## TASK STATEMENT
Count the lines below that contain the string "window". Reply with the number alone.

## TASK MATERIAL
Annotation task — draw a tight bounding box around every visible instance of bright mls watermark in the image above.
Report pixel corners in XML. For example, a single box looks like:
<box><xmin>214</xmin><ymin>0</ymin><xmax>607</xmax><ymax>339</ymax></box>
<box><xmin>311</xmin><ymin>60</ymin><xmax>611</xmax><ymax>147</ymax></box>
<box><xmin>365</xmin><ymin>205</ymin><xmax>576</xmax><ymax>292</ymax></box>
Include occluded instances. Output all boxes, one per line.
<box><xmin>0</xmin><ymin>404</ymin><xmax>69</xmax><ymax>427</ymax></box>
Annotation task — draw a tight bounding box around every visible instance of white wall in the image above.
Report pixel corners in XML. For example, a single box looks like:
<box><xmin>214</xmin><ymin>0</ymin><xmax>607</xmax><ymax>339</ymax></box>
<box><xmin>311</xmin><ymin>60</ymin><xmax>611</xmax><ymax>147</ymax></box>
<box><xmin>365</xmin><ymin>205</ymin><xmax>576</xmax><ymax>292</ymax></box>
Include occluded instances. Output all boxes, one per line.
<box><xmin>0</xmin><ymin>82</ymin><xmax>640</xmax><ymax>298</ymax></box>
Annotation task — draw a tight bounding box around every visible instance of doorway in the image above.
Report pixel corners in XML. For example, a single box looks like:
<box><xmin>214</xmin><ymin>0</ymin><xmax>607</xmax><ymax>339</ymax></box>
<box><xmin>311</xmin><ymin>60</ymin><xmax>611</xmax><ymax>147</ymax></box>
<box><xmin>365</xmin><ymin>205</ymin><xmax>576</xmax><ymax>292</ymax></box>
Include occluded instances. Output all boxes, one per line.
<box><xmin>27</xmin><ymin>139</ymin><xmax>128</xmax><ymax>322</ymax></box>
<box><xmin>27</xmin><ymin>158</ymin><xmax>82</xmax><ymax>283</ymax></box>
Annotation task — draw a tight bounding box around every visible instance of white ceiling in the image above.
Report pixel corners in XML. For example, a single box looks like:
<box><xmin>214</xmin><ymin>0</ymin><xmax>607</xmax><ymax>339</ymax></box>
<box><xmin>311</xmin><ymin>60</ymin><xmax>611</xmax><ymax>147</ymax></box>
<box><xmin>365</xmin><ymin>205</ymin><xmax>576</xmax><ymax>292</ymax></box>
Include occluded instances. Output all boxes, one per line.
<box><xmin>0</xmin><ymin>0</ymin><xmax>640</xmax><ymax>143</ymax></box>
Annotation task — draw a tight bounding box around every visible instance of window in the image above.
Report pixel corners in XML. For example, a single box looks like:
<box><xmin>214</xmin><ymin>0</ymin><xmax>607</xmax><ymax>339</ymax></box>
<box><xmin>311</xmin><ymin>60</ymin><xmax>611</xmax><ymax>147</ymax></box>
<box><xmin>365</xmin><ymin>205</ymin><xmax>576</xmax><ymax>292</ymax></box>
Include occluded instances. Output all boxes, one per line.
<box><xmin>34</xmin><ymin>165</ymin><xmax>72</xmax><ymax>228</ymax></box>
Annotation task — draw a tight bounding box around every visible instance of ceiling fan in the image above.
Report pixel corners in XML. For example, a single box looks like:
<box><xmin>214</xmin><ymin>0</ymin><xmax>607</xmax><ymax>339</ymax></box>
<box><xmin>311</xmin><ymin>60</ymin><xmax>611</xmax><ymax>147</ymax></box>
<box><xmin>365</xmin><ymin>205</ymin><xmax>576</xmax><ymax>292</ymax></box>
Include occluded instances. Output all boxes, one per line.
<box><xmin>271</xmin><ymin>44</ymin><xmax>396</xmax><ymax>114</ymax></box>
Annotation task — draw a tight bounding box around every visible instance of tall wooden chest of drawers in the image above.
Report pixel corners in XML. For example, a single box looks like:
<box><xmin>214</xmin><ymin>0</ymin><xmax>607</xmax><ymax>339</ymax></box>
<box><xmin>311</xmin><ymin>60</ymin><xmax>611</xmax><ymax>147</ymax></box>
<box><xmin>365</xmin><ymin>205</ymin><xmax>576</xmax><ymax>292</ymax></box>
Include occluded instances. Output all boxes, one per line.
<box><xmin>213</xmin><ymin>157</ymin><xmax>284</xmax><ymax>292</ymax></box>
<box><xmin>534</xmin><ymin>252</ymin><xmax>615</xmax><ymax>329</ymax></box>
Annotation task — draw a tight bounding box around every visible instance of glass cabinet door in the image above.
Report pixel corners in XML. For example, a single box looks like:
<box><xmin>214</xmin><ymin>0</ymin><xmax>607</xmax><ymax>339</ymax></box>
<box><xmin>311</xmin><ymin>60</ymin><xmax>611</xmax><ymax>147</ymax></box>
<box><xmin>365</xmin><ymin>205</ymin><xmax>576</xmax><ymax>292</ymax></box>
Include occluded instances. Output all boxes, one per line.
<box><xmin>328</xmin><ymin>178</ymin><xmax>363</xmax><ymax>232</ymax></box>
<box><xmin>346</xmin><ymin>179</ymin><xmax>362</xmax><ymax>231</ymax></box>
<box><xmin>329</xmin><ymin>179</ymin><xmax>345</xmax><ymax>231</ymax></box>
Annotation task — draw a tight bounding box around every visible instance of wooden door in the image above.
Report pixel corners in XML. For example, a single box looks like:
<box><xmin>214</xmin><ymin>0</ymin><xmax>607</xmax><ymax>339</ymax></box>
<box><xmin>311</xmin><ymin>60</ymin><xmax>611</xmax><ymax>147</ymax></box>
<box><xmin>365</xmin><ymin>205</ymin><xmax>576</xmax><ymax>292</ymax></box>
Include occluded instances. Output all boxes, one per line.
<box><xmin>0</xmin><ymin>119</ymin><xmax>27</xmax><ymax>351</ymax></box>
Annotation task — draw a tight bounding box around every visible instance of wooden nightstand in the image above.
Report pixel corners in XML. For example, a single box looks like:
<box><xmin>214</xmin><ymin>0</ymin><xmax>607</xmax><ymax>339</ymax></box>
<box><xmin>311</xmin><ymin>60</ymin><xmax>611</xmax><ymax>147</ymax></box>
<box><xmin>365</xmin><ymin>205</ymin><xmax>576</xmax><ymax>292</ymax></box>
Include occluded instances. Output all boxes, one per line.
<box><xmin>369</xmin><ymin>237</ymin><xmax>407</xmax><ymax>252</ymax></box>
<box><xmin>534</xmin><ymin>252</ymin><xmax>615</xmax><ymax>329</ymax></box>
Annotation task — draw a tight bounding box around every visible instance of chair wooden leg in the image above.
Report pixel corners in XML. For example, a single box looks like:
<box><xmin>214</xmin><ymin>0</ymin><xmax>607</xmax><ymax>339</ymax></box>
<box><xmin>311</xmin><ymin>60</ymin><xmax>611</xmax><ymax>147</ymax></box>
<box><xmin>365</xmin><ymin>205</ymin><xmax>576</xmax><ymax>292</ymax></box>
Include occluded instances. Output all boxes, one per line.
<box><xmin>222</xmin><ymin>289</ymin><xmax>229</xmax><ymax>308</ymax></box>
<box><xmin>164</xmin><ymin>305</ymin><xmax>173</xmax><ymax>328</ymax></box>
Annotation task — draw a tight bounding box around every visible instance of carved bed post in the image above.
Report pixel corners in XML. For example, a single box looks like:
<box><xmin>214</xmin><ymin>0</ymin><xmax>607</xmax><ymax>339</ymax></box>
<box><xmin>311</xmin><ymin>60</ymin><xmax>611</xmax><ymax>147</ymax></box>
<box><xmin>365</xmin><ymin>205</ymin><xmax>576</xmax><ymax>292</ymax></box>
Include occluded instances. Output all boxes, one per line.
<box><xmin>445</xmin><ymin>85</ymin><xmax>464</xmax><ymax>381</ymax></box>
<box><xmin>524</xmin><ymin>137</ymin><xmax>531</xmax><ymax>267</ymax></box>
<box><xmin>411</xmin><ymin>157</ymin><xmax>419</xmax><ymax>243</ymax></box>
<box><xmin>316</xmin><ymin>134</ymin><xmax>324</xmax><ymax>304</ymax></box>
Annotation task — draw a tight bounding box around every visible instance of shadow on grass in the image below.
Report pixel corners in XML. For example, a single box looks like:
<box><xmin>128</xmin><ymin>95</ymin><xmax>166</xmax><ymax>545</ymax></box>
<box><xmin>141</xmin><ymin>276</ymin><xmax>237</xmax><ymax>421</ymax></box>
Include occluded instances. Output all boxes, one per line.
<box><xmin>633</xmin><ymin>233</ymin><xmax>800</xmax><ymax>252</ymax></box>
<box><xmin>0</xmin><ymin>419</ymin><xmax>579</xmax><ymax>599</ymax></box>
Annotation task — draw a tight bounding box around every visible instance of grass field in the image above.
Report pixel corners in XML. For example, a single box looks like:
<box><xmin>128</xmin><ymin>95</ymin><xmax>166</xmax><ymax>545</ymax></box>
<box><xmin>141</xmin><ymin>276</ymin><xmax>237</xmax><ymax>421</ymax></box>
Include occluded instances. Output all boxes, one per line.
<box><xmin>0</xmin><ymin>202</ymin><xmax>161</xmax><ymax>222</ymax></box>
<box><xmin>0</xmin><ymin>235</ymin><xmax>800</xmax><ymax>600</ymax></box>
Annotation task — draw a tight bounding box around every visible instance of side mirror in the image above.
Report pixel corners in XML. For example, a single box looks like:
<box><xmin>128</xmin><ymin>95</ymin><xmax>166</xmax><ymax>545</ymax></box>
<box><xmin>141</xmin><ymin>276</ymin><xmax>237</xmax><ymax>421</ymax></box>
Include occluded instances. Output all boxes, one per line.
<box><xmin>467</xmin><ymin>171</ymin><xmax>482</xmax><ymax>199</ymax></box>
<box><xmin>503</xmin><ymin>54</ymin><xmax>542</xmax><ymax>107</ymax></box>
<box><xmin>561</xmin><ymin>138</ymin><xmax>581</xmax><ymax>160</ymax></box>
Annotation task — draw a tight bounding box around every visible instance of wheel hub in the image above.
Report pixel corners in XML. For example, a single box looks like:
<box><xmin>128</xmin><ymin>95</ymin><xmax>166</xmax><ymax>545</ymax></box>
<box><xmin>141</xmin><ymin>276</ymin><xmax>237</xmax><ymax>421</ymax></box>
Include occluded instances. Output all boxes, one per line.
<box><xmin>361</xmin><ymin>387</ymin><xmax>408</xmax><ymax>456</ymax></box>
* * *
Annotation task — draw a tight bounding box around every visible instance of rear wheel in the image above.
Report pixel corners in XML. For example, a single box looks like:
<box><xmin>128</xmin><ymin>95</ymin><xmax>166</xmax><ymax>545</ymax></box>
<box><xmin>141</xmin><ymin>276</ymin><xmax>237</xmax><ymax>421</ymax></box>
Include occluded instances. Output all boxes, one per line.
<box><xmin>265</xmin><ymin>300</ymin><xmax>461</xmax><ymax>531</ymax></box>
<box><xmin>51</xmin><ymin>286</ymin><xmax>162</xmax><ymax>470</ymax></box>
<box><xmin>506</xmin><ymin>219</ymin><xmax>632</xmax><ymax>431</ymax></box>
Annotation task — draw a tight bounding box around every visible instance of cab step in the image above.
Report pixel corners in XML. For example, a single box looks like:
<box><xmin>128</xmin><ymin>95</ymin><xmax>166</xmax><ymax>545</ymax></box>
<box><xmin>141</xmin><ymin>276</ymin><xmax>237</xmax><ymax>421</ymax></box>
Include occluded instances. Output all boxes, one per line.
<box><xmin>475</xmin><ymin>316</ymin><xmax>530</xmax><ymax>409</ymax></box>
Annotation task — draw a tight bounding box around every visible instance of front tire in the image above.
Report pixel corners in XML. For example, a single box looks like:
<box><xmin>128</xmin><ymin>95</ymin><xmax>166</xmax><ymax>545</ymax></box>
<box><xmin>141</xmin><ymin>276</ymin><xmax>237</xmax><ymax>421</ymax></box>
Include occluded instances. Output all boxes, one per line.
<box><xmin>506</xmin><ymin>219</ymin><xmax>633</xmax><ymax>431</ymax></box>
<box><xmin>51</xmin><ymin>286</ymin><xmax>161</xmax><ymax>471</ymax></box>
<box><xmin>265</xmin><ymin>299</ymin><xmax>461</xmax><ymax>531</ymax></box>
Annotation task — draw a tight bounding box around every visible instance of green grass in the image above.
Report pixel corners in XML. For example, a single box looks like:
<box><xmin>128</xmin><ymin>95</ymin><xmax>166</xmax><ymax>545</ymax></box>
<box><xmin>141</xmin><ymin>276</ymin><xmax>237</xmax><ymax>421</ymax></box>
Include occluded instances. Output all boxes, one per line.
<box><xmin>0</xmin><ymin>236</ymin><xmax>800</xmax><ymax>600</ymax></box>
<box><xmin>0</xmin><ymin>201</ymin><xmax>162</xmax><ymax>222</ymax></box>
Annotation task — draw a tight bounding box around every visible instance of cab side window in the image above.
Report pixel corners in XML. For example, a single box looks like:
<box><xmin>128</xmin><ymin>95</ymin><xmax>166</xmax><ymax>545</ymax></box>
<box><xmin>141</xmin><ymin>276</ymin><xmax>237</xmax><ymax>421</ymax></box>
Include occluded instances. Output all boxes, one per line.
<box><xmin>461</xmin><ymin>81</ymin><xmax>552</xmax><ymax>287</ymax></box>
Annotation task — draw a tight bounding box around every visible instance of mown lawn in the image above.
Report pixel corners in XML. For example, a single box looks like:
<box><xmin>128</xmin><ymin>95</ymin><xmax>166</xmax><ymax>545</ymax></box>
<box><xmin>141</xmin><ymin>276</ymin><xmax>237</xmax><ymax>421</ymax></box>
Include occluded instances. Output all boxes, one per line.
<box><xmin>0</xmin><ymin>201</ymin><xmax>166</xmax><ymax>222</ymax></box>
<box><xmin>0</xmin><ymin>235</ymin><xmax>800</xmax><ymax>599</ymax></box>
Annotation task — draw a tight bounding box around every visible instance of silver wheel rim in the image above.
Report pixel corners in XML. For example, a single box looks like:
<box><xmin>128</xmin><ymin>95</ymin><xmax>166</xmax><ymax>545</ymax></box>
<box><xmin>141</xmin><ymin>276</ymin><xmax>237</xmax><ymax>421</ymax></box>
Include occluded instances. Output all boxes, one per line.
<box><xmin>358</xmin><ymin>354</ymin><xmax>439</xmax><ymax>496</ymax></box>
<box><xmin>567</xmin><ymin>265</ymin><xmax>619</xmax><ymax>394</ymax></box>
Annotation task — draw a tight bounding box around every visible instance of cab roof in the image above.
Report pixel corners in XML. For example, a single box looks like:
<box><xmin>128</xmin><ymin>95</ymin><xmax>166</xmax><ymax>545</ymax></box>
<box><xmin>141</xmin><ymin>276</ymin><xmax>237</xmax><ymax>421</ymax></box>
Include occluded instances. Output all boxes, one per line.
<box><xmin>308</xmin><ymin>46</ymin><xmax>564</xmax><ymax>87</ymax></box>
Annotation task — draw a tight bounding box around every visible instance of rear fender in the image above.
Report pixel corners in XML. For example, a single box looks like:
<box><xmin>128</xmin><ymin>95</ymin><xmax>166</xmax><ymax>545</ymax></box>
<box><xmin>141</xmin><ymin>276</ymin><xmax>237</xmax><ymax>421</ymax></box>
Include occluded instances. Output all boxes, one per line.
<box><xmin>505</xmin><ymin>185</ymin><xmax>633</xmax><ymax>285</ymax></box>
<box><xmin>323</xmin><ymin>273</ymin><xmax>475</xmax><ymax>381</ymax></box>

## THE OUTPUT
2